Top of STUDY TEXT
Lighthouse visitors help with upkeep
Published 1:30 am Saturday, March 7, 2026
SEQUIM — Anyone who rents out the New Dungeness Lighthouse is helping to keep the light shining from the Dungeness Spit.
“Everybody whose been in and out of that lighthouse has been a part of this,” said Sarah Miller, president of the New Dungeness Light Station Association, which is dedicated to preserving and protecting the light station.
Miller spoke Thursday afternoon during a presentation on the lighthouse at Sherwood Assisted Living.
“A light station is the tower, the Keeper’s Quarters, the barn and a transformer building with an emergency generator in it,” Miller said. “A navigational installation is more than just a lighthouse.”
The light station at one point also had a fog apparatus building, which would send out tones when there was too much.
When people hear about the New Dungness Lighthouse, they often ask what happened to the old lighthouse, Miller said.
“The old Dungeness Lighthouse is still there,” she said with a grin, explaining that the New Dungeness name came from sailors who thought Dungeness Spit resembled Dungeness in Kent, England.
The lighthouse has been continuously staffed since the light first came on in 1857. It’s located at almost the end of the 5-plus-mile Dungeness Spit north of Sequim. The spit also is a national wildlife refuge established in 1915 as a bird sanctuary.
Dungeness Spit is the longest spit in the United States and is growing by about 13 feet a year, although some years it loses sand.
The lighthouse tower originally was built at 100 feet tall, Miller said, but it developed cracks and no one knows why.
“The decision was made to lower the tower by about 30 feet in 1927,” she said. “We still find bricks from the original tower that work their way out of the sand.”
The tower is a cone that narrows as it rises, so when the tower was lowered, the lantern room no longer fit. The light shining from the tower now is from the abandoned Admiralty Head Lighthouse.
Although the lighthouse is on the state and national historic registers, it’s maintained as it was in the 1930s, rather than when it was originally built. An artesian water well was drilled in 1930 and goes down 65 feet so the water is always running and there’s no salt water intrusion.
Bottom of STUDY TEXT
Top of DATA RECORDS
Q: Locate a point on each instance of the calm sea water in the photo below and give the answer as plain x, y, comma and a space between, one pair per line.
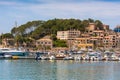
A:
58, 70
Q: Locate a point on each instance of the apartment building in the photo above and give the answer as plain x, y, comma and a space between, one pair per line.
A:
68, 35
44, 43
83, 43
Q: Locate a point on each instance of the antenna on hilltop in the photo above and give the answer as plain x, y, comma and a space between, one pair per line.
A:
15, 23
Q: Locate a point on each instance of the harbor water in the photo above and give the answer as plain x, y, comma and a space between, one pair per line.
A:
58, 70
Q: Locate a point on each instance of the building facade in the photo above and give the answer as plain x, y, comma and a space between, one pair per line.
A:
68, 35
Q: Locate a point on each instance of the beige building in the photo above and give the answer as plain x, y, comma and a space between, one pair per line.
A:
68, 35
44, 43
83, 43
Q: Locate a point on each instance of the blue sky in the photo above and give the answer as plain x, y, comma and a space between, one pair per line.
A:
22, 11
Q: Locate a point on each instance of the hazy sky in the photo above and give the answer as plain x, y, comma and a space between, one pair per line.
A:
22, 11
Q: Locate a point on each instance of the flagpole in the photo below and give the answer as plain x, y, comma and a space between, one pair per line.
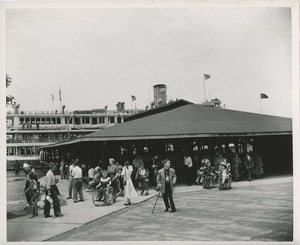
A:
204, 87
260, 104
52, 102
59, 99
Bottom of DATA RECORDS
BRIEF 1>
Answer these about the lighthouse article:
(a) In what year did the light first come on?
(b) By about how many feet was the tower lowered in 1927?
(c) How deep does the artesian water well go?
BRIEF 2> Pick up the lighthouse article right after its last sentence and write one or two more paragraphs in the same style.
The rows play no part in this work.

OUTPUT 1>
(a) 1857
(b) About 30 feet
(c) 65 feet

OUTPUT 2>
A power cable was laid in 1933 which runs from Three Crabs Road. The cable has been replaced several times and will need to replaced again in the near future, Miller said. The power belongs to the U.S. Coast Guard, but the light station association has a free lease through the Coast Guard through 2043 after it took over lighthouse operations in 1994.
Today, five buildings remain on the light station property. The tower building, built in 1857, originally housed the keeper and their family. The barn was constructed in 1887 and has a hay loft which children used to rollerskate in, Miller said.
The oil house, built in 1892, originally housed whale oil for the lighthouse and was renovated in 2007.
The generator building was built in 1933 and a 50-kilowatt generator was installed in 2008.
The Keepers Quarters was added to the property in 1904 to provide housing for the head keeper and their family when staff was expanded to support new fog signals and boilers. At that point, the assistant keeper lived in the tower building.
The Keepers Quarters building is now rented out by the room, or sometimes the entire building, to people for a week at a time. During that week, those staying there are expected to function as the keepers of the lighthouse. They work together to provide tours, including up the 74 steps in the tower to the lantern room; water and mow the lawn; raise and lower the flag; maintain the visitor’s restroom; polish the brass and sweep the tower stairs; report emergencies; and run the generator, if necessary.
Scheduling for 2027 rentals opened at 12:01 a.m. Jan. 2 and 80 percent of the spots were taken within a few hours, Miller said.
“People plug into this,” she said. “If you stay there once, you want to get back in.”